#### DATA FOR PROCESSING

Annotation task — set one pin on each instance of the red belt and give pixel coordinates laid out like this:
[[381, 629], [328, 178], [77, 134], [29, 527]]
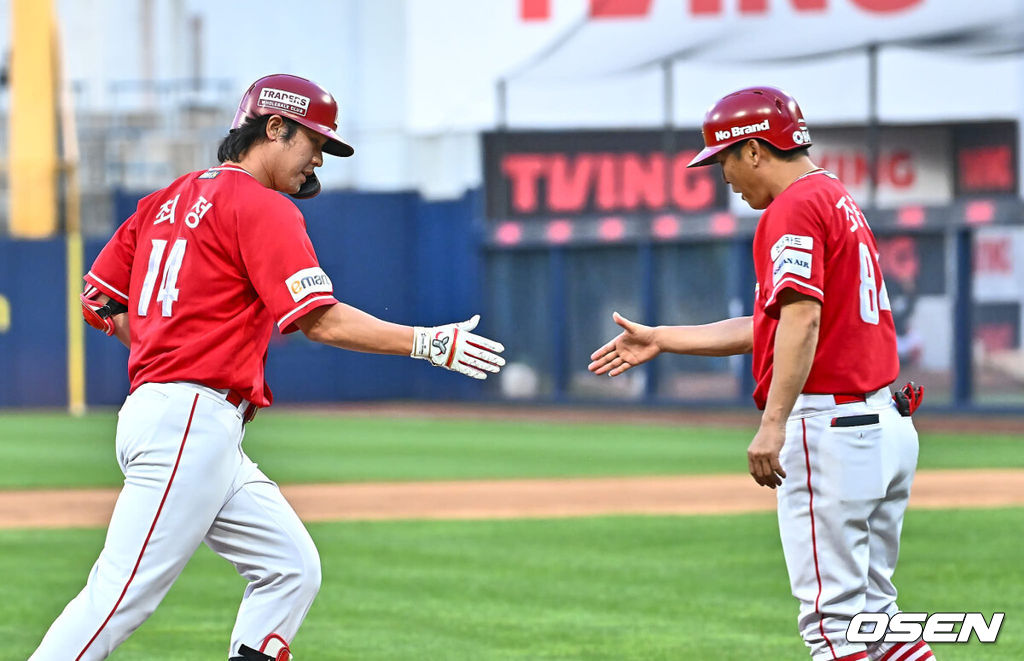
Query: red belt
[[235, 399]]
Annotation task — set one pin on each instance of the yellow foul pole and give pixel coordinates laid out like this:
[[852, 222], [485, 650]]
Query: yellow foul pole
[[73, 226], [33, 157]]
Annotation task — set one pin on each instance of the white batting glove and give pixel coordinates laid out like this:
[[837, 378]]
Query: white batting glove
[[454, 347]]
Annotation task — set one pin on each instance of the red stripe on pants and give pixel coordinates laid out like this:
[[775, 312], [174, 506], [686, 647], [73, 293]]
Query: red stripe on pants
[[147, 536], [814, 542]]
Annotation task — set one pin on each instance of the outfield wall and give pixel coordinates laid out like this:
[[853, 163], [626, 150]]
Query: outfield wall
[[957, 293]]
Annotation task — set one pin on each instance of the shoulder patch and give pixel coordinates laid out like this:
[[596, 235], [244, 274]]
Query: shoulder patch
[[306, 281], [792, 240], [792, 261]]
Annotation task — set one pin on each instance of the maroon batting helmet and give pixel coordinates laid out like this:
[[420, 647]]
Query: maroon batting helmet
[[764, 113], [296, 98]]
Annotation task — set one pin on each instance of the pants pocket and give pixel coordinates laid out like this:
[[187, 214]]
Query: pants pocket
[[858, 451]]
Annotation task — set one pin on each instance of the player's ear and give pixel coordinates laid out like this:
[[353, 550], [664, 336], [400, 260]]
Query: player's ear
[[755, 149], [274, 127]]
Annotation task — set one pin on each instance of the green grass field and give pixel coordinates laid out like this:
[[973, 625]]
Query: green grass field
[[590, 588]]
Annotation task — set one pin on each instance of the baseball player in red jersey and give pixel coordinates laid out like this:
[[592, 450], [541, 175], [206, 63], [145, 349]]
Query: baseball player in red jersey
[[832, 438], [194, 282]]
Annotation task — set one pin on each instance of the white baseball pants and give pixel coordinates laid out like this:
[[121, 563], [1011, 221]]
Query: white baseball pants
[[187, 481], [841, 512]]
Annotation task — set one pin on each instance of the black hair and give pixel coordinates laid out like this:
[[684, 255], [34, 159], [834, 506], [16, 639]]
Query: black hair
[[781, 155], [252, 131]]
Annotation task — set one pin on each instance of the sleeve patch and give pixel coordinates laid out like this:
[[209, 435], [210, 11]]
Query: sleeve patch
[[792, 240], [306, 281], [790, 261]]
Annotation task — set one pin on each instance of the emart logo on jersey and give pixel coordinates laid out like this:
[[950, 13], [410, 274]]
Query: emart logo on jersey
[[306, 281], [937, 627]]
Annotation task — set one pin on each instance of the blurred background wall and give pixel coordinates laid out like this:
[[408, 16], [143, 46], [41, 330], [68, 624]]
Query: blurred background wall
[[523, 159]]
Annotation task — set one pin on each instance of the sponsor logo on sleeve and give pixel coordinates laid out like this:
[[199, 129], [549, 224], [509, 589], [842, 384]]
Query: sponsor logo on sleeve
[[792, 261], [282, 100], [306, 281], [792, 240]]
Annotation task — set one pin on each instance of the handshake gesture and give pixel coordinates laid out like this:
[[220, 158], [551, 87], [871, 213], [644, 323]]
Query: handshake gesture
[[453, 346]]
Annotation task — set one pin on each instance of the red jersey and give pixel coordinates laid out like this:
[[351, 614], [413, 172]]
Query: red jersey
[[814, 239], [206, 267]]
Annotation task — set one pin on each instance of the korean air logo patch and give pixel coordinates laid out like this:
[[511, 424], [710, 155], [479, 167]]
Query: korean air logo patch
[[792, 240], [791, 261], [306, 281]]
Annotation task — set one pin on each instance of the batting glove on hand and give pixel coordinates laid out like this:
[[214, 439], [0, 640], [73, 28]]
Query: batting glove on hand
[[454, 347]]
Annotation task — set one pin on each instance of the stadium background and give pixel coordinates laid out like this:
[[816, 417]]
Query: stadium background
[[510, 162]]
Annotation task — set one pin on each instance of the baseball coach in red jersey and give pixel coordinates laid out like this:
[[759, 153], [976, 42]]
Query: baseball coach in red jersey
[[193, 282], [834, 440]]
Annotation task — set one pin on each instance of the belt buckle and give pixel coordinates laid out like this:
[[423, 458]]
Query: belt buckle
[[235, 399]]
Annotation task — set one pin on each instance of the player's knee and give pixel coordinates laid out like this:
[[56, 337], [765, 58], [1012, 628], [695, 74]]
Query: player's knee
[[305, 575]]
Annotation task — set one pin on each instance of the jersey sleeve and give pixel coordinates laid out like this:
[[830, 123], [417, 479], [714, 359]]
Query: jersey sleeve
[[111, 272], [795, 254], [282, 264]]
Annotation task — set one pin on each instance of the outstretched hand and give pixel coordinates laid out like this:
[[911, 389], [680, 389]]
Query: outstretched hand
[[634, 346]]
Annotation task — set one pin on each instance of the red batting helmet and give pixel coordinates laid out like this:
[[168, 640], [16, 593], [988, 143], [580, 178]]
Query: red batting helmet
[[764, 113], [296, 98]]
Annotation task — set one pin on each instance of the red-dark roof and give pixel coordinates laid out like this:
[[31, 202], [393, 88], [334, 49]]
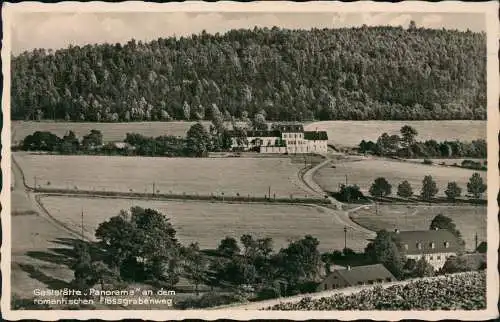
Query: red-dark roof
[[444, 241], [365, 273]]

########

**TASK TO CARRY OUT**
Reproduce every one of the records above word for word, omitting the pictures.

**RESPONSE TO THIS EXERCISE**
Annotation task — set one pin on each instance of the red belt and give pixel coordinates laid out like this:
[[381, 629], [328, 178], [77, 134], [29, 527]]
Query: red belt
[[235, 399]]
Annotation task — set one pin on each instance of the yellow foul pole and give pixel coordinates laid out like this:
[[852, 222], [485, 650]]
Query: yellow foul pole
[[73, 226], [33, 157]]
Annotation task — set one pin on each instance of the white batting glove and give pixel coordinates laid out like this:
[[837, 378]]
Query: white batting glove
[[454, 347]]
Annotation task — set one pin on each instance of the red stripe on pants and give pixel coordinates laid out like this:
[[775, 312], [174, 506], [686, 647], [73, 293]]
Query: red stripe on pants
[[147, 536], [814, 542]]
Annotation task — set one pin on each instance of the outfield wall and give pixel coordinates laid out like this:
[[853, 163], [626, 150]]
Query: outfield wall
[[957, 293]]
Annotation task — set one pin on each instance of the shoulder patch and give pixel coordinates laid out like this:
[[596, 235], [244, 274]]
Query: shoulder patch
[[306, 281], [792, 240], [792, 261]]
Annotation task — set one pin on each instance of the maroon batting helmet and give pixel coordinates laid out like this:
[[420, 647]]
Query: maroon batting helmet
[[764, 113], [296, 98]]
Annotation task — set one pin on each instance of the pants pocket and give pixel coordinates laid out like this:
[[187, 214]]
Query: pants pocket
[[858, 451]]
Annotation task — set one pin on each instance of the player's ear and give pixel coordinates laid out like this:
[[353, 550], [664, 336], [400, 260]]
Query: player's ear
[[755, 149], [274, 127]]
Annotation task — set one pin on each instance of the green grass field and give pixel coordinates laid out like this:
[[973, 625]]
Query: green grass field
[[590, 588]]
Annotation task — set one pin on each instance of the baseball player in red jersey and give pixel coordinates laid out like this:
[[592, 450], [541, 175], [206, 63], [145, 349]]
Query: baseball player in red jersey
[[832, 438], [194, 282]]
Annotation task — set one pin on each instance of the white baseball pants and give pixel coordinates laid out like this:
[[121, 563], [1011, 221]]
Query: white baseball pants
[[187, 481], [841, 512]]
Annotation task — set one pin on each instance of the black hair and give pixel coordinates laid out like this:
[[684, 255], [34, 159], [834, 506], [16, 639]]
Query: black hair
[[781, 155], [252, 131]]
Annotation task — set one pin on each instance of the sleeve patch and give pixel coordinates laid out like this:
[[209, 435], [210, 11]]
Query: sleeve patch
[[792, 240], [306, 281], [790, 261]]
Annotation task — set one pin on each instance of the emart logo on jersey and give pixel coordinates laid out like this:
[[950, 13], [410, 274]]
Query: emart logo on jersey
[[306, 281], [937, 627]]
Annotation task — set one pin on each instance of the blurred background wall and give pixel coordinates laid out like this:
[[408, 16], [143, 46], [41, 330], [68, 624]]
Query: blurred background wall
[[523, 159]]
Annotation task — set one pin on each instance of the sponsor logo on sleeve and give pixel coordinates laid out like this:
[[199, 129], [549, 224], [509, 589], [842, 384]]
Query: sponsor logo on sleeve
[[792, 261], [282, 100], [306, 281], [792, 240]]
Annotation task — set one pin on each instance of the handshake gesture and give pixel coordinates laid out like this:
[[220, 158], [551, 87], [871, 213], [644, 323]]
Query: handshake gesture
[[453, 346]]
Annotation task — set one pin on each instance of the red jersey and give pixel coordinates laid out like this:
[[351, 614], [413, 172]]
Query: red jersey
[[814, 239], [206, 267]]
Annotation task — set one pin on each instance of the korean air logo patch and give pixel coordinates laid out like this:
[[511, 424], [710, 155], [479, 167]]
Query: korean air logo patch
[[792, 240], [791, 261], [306, 281]]
Annotation task — set one pin on each instance of the batting glove on hand and give pixel coordinates laid out like this:
[[214, 439], [0, 640], [73, 28]]
Query: batting glove on hand
[[454, 347]]
Annotation task — set one pin on each instance of the stadium background and give pixel coordinates laid out like this:
[[816, 417]]
Query: stadium background
[[510, 162]]
Annotation task — set one pin on each instance of the baseball coach in red jersey and give pixel coordinates laid out like this:
[[759, 153], [976, 42]]
Query: baseball coach in red jersey
[[193, 282], [834, 440]]
Annotation task — set one pin on each instance of the belt buckle and give pixel coordinates laid out like this:
[[423, 458]]
Query: belt buckle
[[235, 399]]
Annotation task — set one pin on each instance of the player's knee and give pixel coordinates laid out like this:
[[56, 337], [765, 58], [1012, 628], [695, 74]]
Query: player's knee
[[305, 575]]
Annotation task — set one pin on each instance of the jersey sleeve and give pixel coordinates laid out like this:
[[830, 123], [417, 479], [714, 359]]
Query: jersey sleeve
[[111, 272], [795, 254], [282, 264]]
Annotation task — set one pin on each instance of the outstretched hand and give pixel coordinates laid out like this:
[[911, 389], [680, 389]]
Query: outstretched hand
[[634, 346]]
Annotation task — set one pin on each instance of the red batting helmet and give pixel coordinates laid out like this:
[[168, 640], [16, 593], [988, 143], [580, 178]]
Query: red batting helmet
[[764, 113], [296, 98]]
Annotation task — set one pin on each instance of the red-dark roof and give pixel coordinates laid out like this:
[[31, 202], [393, 88], [334, 49]]
Query: red-dark roof
[[444, 241], [365, 273]]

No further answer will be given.